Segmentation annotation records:
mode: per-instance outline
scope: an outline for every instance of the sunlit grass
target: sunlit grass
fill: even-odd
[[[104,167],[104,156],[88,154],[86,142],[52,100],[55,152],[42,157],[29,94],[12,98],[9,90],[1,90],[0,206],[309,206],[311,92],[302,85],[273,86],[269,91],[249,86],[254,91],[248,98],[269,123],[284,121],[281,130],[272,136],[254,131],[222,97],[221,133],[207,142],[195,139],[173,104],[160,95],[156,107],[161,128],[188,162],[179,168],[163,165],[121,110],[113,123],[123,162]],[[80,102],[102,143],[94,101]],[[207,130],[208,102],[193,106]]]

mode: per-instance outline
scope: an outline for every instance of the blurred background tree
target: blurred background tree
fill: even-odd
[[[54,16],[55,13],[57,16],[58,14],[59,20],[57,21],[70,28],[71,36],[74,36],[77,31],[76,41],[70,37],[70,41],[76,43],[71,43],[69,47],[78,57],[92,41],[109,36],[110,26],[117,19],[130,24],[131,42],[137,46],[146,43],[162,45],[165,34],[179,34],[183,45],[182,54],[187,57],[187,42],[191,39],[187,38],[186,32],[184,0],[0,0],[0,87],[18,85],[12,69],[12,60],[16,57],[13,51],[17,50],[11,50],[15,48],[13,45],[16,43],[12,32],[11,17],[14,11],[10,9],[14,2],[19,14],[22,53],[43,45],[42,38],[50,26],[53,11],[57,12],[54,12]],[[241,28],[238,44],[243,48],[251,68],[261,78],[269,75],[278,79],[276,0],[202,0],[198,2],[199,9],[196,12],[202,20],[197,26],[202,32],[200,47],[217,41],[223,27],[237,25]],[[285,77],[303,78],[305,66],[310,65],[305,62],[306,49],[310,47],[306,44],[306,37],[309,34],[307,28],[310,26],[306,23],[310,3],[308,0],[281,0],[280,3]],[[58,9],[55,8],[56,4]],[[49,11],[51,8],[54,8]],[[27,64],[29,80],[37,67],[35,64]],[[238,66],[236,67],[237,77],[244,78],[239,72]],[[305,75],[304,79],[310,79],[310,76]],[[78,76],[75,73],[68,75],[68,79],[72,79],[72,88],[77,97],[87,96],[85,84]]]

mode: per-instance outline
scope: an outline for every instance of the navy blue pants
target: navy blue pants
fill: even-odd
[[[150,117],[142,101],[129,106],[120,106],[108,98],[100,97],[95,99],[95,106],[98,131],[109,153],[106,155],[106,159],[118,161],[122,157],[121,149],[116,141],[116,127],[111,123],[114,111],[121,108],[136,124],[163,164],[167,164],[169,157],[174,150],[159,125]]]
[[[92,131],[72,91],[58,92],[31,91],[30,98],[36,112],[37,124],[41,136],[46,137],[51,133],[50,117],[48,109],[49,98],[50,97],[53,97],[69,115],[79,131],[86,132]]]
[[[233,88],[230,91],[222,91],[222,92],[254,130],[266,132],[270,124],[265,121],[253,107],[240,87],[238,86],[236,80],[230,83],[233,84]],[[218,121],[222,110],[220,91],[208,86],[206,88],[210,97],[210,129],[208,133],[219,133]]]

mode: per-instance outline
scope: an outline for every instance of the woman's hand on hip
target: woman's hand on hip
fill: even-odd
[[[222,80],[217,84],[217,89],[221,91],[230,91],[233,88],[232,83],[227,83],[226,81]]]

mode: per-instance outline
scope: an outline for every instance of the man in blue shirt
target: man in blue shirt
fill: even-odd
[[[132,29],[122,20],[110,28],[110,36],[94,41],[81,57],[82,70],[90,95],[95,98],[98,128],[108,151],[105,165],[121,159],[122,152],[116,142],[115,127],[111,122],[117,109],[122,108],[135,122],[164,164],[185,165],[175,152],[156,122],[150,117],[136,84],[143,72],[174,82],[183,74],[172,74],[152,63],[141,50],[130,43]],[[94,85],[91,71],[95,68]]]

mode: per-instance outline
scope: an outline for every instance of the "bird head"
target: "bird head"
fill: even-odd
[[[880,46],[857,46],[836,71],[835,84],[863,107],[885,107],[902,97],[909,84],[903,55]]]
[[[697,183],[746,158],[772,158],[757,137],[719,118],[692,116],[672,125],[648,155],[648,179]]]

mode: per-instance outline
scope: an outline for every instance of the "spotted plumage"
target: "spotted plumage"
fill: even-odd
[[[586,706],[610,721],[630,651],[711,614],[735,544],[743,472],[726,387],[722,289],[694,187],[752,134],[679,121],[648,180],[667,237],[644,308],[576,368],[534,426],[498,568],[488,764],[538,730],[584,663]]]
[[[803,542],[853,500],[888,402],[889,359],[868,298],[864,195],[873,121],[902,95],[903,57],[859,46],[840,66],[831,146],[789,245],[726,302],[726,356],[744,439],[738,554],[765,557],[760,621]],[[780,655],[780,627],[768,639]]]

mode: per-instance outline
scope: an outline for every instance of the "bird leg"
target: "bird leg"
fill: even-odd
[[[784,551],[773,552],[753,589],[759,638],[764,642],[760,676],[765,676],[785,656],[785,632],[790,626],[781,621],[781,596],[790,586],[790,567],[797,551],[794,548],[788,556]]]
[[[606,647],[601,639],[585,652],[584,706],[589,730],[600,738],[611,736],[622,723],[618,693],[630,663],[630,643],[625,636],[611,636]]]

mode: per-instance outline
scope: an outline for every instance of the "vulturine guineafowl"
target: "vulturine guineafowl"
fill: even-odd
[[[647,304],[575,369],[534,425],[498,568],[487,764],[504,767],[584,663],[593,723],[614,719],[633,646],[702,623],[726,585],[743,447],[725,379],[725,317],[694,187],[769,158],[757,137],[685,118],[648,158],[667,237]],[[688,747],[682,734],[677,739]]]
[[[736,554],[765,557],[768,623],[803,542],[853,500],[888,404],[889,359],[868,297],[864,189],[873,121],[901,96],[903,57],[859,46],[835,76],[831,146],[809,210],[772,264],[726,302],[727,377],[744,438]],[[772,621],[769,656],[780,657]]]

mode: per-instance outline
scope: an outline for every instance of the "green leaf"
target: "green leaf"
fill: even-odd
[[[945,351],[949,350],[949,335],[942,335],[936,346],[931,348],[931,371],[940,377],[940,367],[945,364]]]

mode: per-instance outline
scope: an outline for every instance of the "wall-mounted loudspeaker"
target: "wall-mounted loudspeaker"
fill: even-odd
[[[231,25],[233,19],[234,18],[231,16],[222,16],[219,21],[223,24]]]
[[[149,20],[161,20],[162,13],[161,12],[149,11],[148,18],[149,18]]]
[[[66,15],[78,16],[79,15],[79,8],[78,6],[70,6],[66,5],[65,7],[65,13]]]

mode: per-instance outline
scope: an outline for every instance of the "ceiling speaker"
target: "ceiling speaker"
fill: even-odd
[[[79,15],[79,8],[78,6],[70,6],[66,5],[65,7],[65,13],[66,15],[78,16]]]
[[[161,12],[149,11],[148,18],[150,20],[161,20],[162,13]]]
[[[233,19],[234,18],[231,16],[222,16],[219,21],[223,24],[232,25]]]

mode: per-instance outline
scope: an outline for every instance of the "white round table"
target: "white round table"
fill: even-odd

- _TASK INSTRUCTIONS_
Transcribe every entry verbatim.

- _FULL ANSWER_
mode: per-instance outline
scope: an outline for every instance of the sunlit grass
target: sunlit grass
fill: even-odd
[[[104,167],[104,156],[88,154],[86,142],[52,100],[55,152],[42,157],[29,94],[12,98],[9,90],[1,90],[0,206],[309,206],[311,92],[302,85],[273,86],[269,91],[249,86],[254,91],[248,98],[269,123],[284,121],[281,130],[272,136],[254,131],[222,97],[221,133],[207,142],[195,139],[173,104],[160,95],[156,107],[161,128],[188,162],[179,168],[163,165],[121,110],[113,123],[123,162]],[[80,102],[102,143],[94,101]],[[207,130],[208,102],[193,106]]]

mode: per-instance outline
scope: an outline for every instance of the blurred background tree
target: blurred background tree
fill: even-odd
[[[54,16],[55,13],[57,16],[58,14],[59,20],[57,21],[70,28],[71,36],[74,36],[77,31],[76,41],[70,37],[70,41],[76,43],[71,43],[69,47],[78,57],[92,41],[109,36],[110,26],[117,19],[130,24],[131,42],[137,46],[146,43],[162,45],[165,34],[179,34],[183,45],[182,54],[187,57],[187,42],[191,39],[187,38],[186,32],[184,0],[0,0],[0,87],[18,85],[12,69],[12,60],[16,57],[13,51],[17,50],[11,50],[15,48],[13,45],[16,43],[12,32],[11,17],[14,11],[10,9],[14,2],[19,14],[22,53],[43,45],[42,38],[50,26],[53,11],[57,12],[54,12]],[[241,28],[238,44],[243,48],[251,68],[261,78],[269,75],[278,79],[276,0],[202,0],[198,2],[199,9],[196,12],[202,20],[197,26],[202,32],[200,47],[217,41],[223,27],[237,25]],[[285,77],[303,78],[305,66],[310,65],[305,62],[306,49],[310,47],[306,44],[306,37],[309,34],[307,28],[310,26],[306,23],[310,3],[308,0],[281,0],[280,3]],[[58,9],[55,8],[56,4]],[[49,11],[51,8],[54,8]],[[27,64],[29,80],[37,67],[35,64]],[[238,66],[236,67],[237,77],[244,78],[239,72]],[[305,75],[304,79],[310,79],[310,76]],[[78,76],[75,73],[68,75],[68,79],[72,79],[72,88],[77,97],[87,96],[85,84]]]

mode: per-instance outline
scope: an outline for every instance of the navy blue pants
target: navy blue pants
fill: even-odd
[[[150,117],[142,101],[129,106],[120,106],[108,98],[100,97],[95,99],[95,106],[98,131],[109,153],[106,155],[106,159],[118,161],[122,157],[121,149],[116,141],[116,127],[111,123],[114,111],[121,108],[136,124],[163,164],[167,164],[169,157],[174,150],[159,125]]]
[[[92,131],[72,91],[58,92],[31,91],[30,98],[36,112],[37,124],[41,136],[46,137],[51,133],[50,117],[48,109],[49,98],[50,97],[53,97],[69,115],[79,131],[86,132]]]
[[[233,88],[230,91],[222,91],[222,92],[254,130],[266,132],[270,124],[265,121],[253,107],[240,87],[238,86],[236,80],[230,83],[233,84]],[[218,121],[222,110],[220,91],[208,86],[206,88],[210,97],[210,129],[208,133],[219,133]]]

mode: per-instance outline
scope: an outline for every instance of the woman's hand on hip
target: woman's hand on hip
fill: even-odd
[[[222,80],[217,84],[217,89],[221,91],[230,91],[233,88],[232,83],[227,83],[226,81]]]

mode: per-instance outline
scope: an outline for every instance of the man in blue shirt
target: man in blue shirt
fill: even-odd
[[[132,29],[122,20],[110,28],[110,36],[94,41],[81,57],[82,70],[90,95],[95,98],[98,128],[108,151],[105,165],[121,159],[122,152],[116,142],[115,127],[111,122],[117,109],[122,108],[135,122],[164,164],[185,165],[175,152],[156,122],[150,117],[136,84],[143,72],[174,82],[183,74],[172,74],[152,63],[141,50],[130,43]],[[94,85],[91,71],[95,68]]]

mode: per-instance outline
scope: an outline for every instance of the "bird head"
target: "bird head"
fill: even-odd
[[[880,46],[857,46],[836,71],[835,84],[863,107],[885,107],[902,97],[909,84],[903,55]]]
[[[697,183],[746,158],[772,158],[757,137],[719,118],[692,116],[672,125],[648,155],[648,179]]]

mode: per-instance outline
scope: an outline for every instance of the "spotted plumage"
target: "spotted plumage"
fill: even-odd
[[[586,706],[610,721],[630,651],[711,614],[735,544],[743,472],[726,387],[722,289],[694,187],[752,134],[679,121],[648,180],[667,237],[644,308],[576,368],[534,426],[498,568],[488,764],[538,730],[584,663]]]
[[[803,542],[853,500],[888,402],[889,359],[868,298],[864,195],[873,121],[902,95],[903,57],[859,46],[840,66],[831,146],[789,245],[726,302],[726,356],[744,439],[738,554],[765,557],[760,621]],[[780,655],[780,627],[768,639]]]

mode: per-instance outline
scope: an outline for every instance of the "bird leg"
target: "bird leg"
fill: even-odd
[[[784,551],[773,552],[753,589],[759,638],[764,642],[760,676],[765,676],[785,656],[785,632],[790,626],[781,621],[781,596],[790,586],[790,567],[797,551],[794,548],[788,556]]]
[[[606,647],[601,639],[585,652],[584,706],[589,730],[600,738],[611,736],[622,723],[618,693],[630,663],[630,643],[625,636],[611,636]]]

mode: per-instance outline
scope: an outline for every instance of the "vulturine guineafowl"
target: "vulturine guineafowl"
fill: even-odd
[[[647,304],[575,369],[534,425],[498,568],[487,764],[504,767],[584,663],[593,723],[614,719],[633,646],[702,623],[726,585],[743,447],[725,379],[725,317],[694,187],[769,158],[757,137],[685,118],[648,158],[667,237]],[[688,747],[682,734],[677,739]]]
[[[736,554],[765,557],[768,623],[803,542],[853,500],[888,404],[889,359],[868,297],[864,189],[873,121],[901,96],[903,57],[859,46],[835,76],[831,146],[809,210],[772,264],[726,302],[727,377],[744,438]],[[772,621],[769,656],[780,657]]]

mode: per-instance outline
scope: an outline for every instance of the "green leaf"
target: "green leaf"
fill: even-odd
[[[945,351],[949,350],[949,335],[942,335],[936,346],[931,348],[931,371],[940,377],[940,367],[945,364]]]

mode: per-instance outline
scope: an outline for every instance of the "wall-mounted loudspeaker"
target: "wall-mounted loudspeaker"
fill: even-odd
[[[231,25],[233,19],[234,18],[231,16],[222,16],[219,21],[223,24]]]
[[[149,20],[161,20],[162,13],[161,12],[149,11],[148,18],[149,18]]]
[[[66,15],[78,16],[79,15],[79,8],[78,6],[70,6],[66,5],[65,7],[65,13]]]

mode: per-instance outline
scope: an outline for every instance of the "ceiling speaker"
target: "ceiling speaker"
fill: even-odd
[[[79,15],[79,8],[78,6],[70,6],[66,5],[65,7],[65,13],[66,15],[78,16]]]
[[[161,12],[149,11],[148,18],[150,20],[161,20],[162,13]]]
[[[233,19],[234,18],[231,16],[222,16],[219,21],[223,24],[232,25]]]

mode: per-instance outline
scope: an outline for every instance of the "white round table"
target: "white round table"
fill: even-odd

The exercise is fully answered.